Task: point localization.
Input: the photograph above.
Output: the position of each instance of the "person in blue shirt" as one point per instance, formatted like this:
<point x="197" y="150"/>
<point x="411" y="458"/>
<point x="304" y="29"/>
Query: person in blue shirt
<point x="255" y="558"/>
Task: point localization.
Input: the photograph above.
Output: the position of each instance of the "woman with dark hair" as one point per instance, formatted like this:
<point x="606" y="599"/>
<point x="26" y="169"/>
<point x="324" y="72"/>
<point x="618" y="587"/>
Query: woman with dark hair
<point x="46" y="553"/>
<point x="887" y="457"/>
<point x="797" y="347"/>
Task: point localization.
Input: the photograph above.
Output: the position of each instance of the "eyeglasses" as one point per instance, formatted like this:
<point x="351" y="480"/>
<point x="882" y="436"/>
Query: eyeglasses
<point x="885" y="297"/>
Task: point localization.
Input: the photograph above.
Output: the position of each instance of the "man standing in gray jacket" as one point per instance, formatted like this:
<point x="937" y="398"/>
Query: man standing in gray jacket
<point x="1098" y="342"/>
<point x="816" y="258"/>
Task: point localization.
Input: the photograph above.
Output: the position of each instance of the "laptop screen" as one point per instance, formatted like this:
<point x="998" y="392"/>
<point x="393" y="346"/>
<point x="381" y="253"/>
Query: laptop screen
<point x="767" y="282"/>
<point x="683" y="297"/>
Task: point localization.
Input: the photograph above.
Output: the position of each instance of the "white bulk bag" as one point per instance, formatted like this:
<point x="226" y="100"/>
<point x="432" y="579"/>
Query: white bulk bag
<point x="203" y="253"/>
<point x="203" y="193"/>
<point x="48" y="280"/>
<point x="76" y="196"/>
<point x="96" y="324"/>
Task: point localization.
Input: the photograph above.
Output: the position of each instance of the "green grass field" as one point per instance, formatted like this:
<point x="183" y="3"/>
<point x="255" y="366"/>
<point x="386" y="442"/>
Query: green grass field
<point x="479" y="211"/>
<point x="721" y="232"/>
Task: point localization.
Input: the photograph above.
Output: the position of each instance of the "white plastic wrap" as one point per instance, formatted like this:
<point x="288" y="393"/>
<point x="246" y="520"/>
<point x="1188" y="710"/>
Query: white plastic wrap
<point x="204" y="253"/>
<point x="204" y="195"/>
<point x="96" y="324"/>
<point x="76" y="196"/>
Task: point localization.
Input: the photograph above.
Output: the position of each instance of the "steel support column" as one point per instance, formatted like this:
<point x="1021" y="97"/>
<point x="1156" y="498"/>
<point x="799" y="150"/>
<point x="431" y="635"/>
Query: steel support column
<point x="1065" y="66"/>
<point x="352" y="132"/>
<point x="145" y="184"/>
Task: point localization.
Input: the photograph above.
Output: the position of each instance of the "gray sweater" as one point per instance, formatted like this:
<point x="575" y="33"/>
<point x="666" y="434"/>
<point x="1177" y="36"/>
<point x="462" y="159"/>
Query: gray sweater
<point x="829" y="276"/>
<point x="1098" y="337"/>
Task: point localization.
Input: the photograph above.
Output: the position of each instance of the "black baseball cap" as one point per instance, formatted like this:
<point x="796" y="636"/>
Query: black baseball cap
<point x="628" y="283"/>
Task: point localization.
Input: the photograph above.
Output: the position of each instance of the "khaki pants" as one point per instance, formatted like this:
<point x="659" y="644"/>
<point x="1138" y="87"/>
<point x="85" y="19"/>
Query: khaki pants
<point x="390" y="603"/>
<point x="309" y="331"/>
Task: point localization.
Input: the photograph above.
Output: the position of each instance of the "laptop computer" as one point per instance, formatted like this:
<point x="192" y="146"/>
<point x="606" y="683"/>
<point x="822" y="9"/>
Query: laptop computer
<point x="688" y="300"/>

__STATED EXERCISE__
Reproduce every record above exactly as it appears.

__THE ANSWER__
Task: point localization.
Input: the photograph above.
Output: the position of each instance of the "person in blue shirt" as one point per instance, formatted like this:
<point x="197" y="150"/>
<point x="411" y="458"/>
<point x="304" y="29"/>
Query: person in blue shirt
<point x="255" y="558"/>
Task: point localization.
Input: the photograph above.
Output: the position of each instance of the "woman with dark hair" as one point per instance, formatted like this:
<point x="606" y="599"/>
<point x="26" y="169"/>
<point x="324" y="72"/>
<point x="618" y="587"/>
Query: woman with dark hair
<point x="46" y="553"/>
<point x="887" y="457"/>
<point x="797" y="347"/>
Task: point localization.
Input: the photograph above.
Output: the position of each instance of the "eyeglasses" as one point per instance, formatted like this:
<point x="351" y="480"/>
<point x="882" y="436"/>
Query: eyeglasses
<point x="885" y="297"/>
Task: point localization.
Input: the photograph above.
Output: the position of each instance of the "man standing in gray jacket" as one point per instance, formatted like this:
<point x="937" y="398"/>
Query: man standing in gray jacket
<point x="1098" y="342"/>
<point x="816" y="258"/>
Task: point localization.
Input: the photograph above.
Output: the position of each instance of the "laptop screen" as one point per instance, formatted like this:
<point x="998" y="392"/>
<point x="393" y="346"/>
<point x="381" y="253"/>
Query: laptop screen
<point x="767" y="282"/>
<point x="683" y="297"/>
Task: point localization.
Input: the photograph above.
Output: the position of each instance of the "white bulk bag" as one point per instance, formatted like this:
<point x="226" y="100"/>
<point x="432" y="579"/>
Query: white bulk bag
<point x="203" y="253"/>
<point x="203" y="193"/>
<point x="48" y="280"/>
<point x="76" y="196"/>
<point x="96" y="324"/>
Task: point localization.
Input: the photograph above.
Output: the position of each instance of the "green grass field" as one point per instance, formatted like this:
<point x="183" y="3"/>
<point x="255" y="366"/>
<point x="386" y="442"/>
Query: green grass field
<point x="479" y="211"/>
<point x="721" y="232"/>
Task: point localization.
Input: the photograph above.
Output: the position of each instance of the "white plastic wrap" as one point per instance, formatted like this:
<point x="288" y="393"/>
<point x="246" y="520"/>
<point x="1188" y="710"/>
Query: white plastic wrap
<point x="204" y="253"/>
<point x="204" y="195"/>
<point x="96" y="324"/>
<point x="76" y="196"/>
Task: point localization.
Input: the photograph above.
Output: the position of each instance of the "steel support column" as one point per instance, formatted like this:
<point x="1021" y="97"/>
<point x="1156" y="498"/>
<point x="799" y="150"/>
<point x="431" y="635"/>
Query: steel support column
<point x="1065" y="66"/>
<point x="352" y="132"/>
<point x="145" y="184"/>
Task: point localization.
Input: the photograph above.
Output: the position of each instance of the "gray sweater" as one point per instance, formatted like this:
<point x="575" y="33"/>
<point x="666" y="434"/>
<point x="1177" y="36"/>
<point x="462" y="159"/>
Query: gray sweater
<point x="829" y="276"/>
<point x="1098" y="337"/>
Task: point localization.
Input: the photograph above.
Output: the position of each instance of the "black baseball cap" as one point per instance, formatted like this:
<point x="796" y="636"/>
Query: black baseball cap
<point x="628" y="283"/>
Task: point localization.
Input: the photograph above.
Output: the position of each instance of the "khaki pants" as one point per instance, formatted like this:
<point x="659" y="644"/>
<point x="1138" y="87"/>
<point x="85" y="19"/>
Query: khaki pants
<point x="390" y="603"/>
<point x="309" y="331"/>
Task: point localization.
Input: the photograph above.
Output: the position of each instance of the "laptop computer" as one point per instance, formatted like this:
<point x="192" y="146"/>
<point x="606" y="683"/>
<point x="822" y="9"/>
Query: laptop computer
<point x="688" y="300"/>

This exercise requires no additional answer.